“Paisley. – Few buildings have a more fascinating history than the Abbey of Paisley, for, preserved by a strange chance, there can still be seen – it may be only in a few broken fragments – the work of all its many builders. But our field for investigation is narrowed by the Melrose evidence, and John Morow’s work must be sought in the buildings of the end of the fifteenth century.
The Abbey was founded in the year 11631 by Walter the Stewart, but not until after the middle of the fifteenth century, in the time of Abbot Thomas Tervas, was it brought to such a state that it could be described as “ane mychti place.”2 It then became one of the great treasure houses of art in Scotland, and, in that respect, a miniature of the parent-house of Clugny.
In the year 14723 George Shaw was elected abbot. A scholar and a statesman,4 he proved a worthy builder. An early eighteenth century historian wrote of him that “he laid out a great deal of money in inlarging and beautifying the fabrick of the monastery. He built a noble refectory, and all other offices that were necessary for the accommodation of the monks, with a strong and lofty tower pended over the principal gate of the abbey; the church, the precincts of the convent, with the gardens and orchards, and a little park for fallow deer, he inclosed with a wall of aisler work on both sides about a mile in circuit; upon different places of the convent, you’ll see frequently the abbot’s arms, viz. Three covered cups with a crozier behind the shield very finely cut in stone, but not mitred; also upon the middle of the wall to the north side, he caused place in three different shields the royal arms in the middle, the arms of the founder, Walter the great Stewart of Scotland, a fess cheque, on the right side, and his own on the left; there are niches at the angles of the wall of most curious graved work; in one of them there was a statue of St. James the Apostle, the patron of the abbacy, in another an image of the blessed Virgin, with this distich near it, but somewhat more inward –
Hac ne vade via nisi dixeris Ave Maria.

● **CHALLENGE 1**
Reproduce word for word the part of the passage on Paisley Abbey from "The Abbey was" to "parent-house of Clugny.".
The records below come from a different source than the passage on Paisley Abbey.

● **DATA FOR THE TASK**

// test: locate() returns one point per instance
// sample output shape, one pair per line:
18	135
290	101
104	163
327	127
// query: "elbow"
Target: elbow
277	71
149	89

● **CHALLENGE 2**
Duplicate all of the records above line for line, without any change.

● **EXERCISE RESPONSE 1**
The Abbey was founded in the year 11631 by Walter the Stewart, but not until after the middle of the fifteenth century, in the time of Abbot Thomas Tervas, was it brought to such a state that it could be described as “ane mychti place.”2 It then became one of the great treasure houses of art in Scotland, and, in that respect, a miniature of the parent-house of Clugny.

● **EXERCISE RESPONSE 2**
// test: locate() returns one point per instance
// sample output shape, one pair per line:
18	135
290	101
104	163
327	127
// query: "elbow"
Target: elbow
277	71
149	89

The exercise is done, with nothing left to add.